# [Provided text]
Start of Block

I’ll never forget how I first got my start in the cattle business. I was four years old and Grandpa told me if I helped him take care of a bottle calf, he would give me my very own heifer for payment. I took his business proposition seriously, and I accompanied my dad to the barn each day to offer the bull calf his bottle of milk. That fall, Dad and I looked over the replacement heifers, and I made my selection. She went on to have a bull calf that we took to the Black Hills Stock Show and sold in the Limousin sale. Shaking the customer’s hand and collecting my first paycheck, I was hooked. The rest is history.

Growing up on a cattle ranch was a valuable experience for my sisters and I. Like many farm kids, we learned how to work hard taking care of the land and the animals.

Reader Jackie Ulmer recently sent me a poem written by her son, Lucas, that she wanted me to share on the blog. Ulmer’s poem celebrates the cattle business, where his youthful enthusiasm for ranch life is evident. Ulmer is an eighth-grader and dreams of being a rancher one day.

“Making Money” by Lucas Ulmer

I wake up at the crack of dawn,
Slide on my boots as I yawn.
I shut the door and head outside,
I hop on the four wheeler and begin to ride.
Off the four wheeler to open the gate,
I’ve got to hurry before it’s too late.
There’s a problem no rancher wants to see.
A calving heifer buried to her knees.
I finally manage to get her out,
But in my mind I had lots of doubt.
I lock the heifer in the chute,
I pull the calf, which is so cute.
The calf starts sneezing, “achoo!”
This is just like us humans do.
The black, blazed, baldy faced calf,
Quickly learns to follow his mom on the cow path.
He must survive storms with hail,
Because one day he will be at the sale.
The trucker loads up my product, I am the winner,
Because soon it will be, “Beef it’s what’s for dinner.”
To you my one cow may seem funny,
But that’s my way of making money.

What did you think of Ulmer’s poem? What are your first memories as a kid on the ranch? How did you get your start in the cattle business?

Finally, I wanted to share this video of Rod and Laurie Ferguson, Chippewa Valley Angus Farms LLC, Rittman, OH, who talk to an audience of food media about the benefits of children growing up in the livestock business.

By the way, the purebred Angus operation was a farm stop for media during a grand opening weekend of events for the Certified Angus Beef® Education & Culinary Center in Wooster, OH, May 4-5. Here’s a slide show of some of the festivities.

Calling all summer grilling recipes! Send your best recipe with a photo to me at beefnews@hotmail.com to be entered to win a $125 boot gift certificate, courtesy of Roper Apparel! Check out the details here.

Discuss this Blog Entry 10

Bill Armey (not verified)
on May 16, 2012

“I was four years old and Grandpa told me if I helped him take care of a bottle calf, he would give me my very own heifer for payment.”

End of Block

# [Directive 1]
Extract the passage of the cattle ranching blog post starting with "I lock the heifer" and going on through "of making money.".
# [Directive 2]
Decide whether each statement agrees with the cattle ranching blog post, answering yes or no and quoting the words that settle it: (a) The writer was four years old when Grandpa offered a heifer as payment for helping with a bottle calf. (b) The bull calf born to the writer's heifer was sold in the Angus sale at the Black Hills Stock Show. (c) Lucas Ulmer is a high school senior.
Rely only on the cattle ranching blog post.

# [Source material]
Start of Block

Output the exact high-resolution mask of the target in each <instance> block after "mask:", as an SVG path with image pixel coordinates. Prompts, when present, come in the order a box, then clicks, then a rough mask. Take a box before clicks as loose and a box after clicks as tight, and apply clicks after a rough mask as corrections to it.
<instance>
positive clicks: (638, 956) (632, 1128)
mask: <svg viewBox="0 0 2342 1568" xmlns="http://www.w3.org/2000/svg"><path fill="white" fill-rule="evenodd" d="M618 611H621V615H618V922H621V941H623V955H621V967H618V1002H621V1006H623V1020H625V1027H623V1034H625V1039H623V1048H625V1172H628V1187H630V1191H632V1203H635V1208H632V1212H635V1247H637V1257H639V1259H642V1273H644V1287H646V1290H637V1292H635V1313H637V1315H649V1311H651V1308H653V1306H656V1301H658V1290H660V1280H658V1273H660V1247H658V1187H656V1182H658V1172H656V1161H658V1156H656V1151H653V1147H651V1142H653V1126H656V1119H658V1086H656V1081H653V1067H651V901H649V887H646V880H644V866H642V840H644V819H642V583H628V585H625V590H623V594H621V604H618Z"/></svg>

End of Block

# [Your response 1]
I lock the heifer in the chute,
I pull the calf, which is so cute.
The calf starts sneezing, “achoo!”
This is just like us humans do.
The black, blazed, baldy faced calf,
Quickly learns to follow his mom on the cow path.
He must survive storms with hail,
Because one day he will be at the sale.
The trucker loads up my product, I am the winner,
Because soon it will be, “Beef it’s what’s for dinner.”
To you my one cow may seem funny,
But that’s my way of making money.

# [Your response 2]
(a) Yes: "I was four years old and Grandpa told me if I helped him take care of a bottle calf, he would give me my very own heifer for payment."
(b) No: "She went on to have a bull calf that we took to the Black Hills Stock Show and sold in the Limousin sale."
(c) No: "Ulmer is an eighth-grader and dreams of being a rancher one day."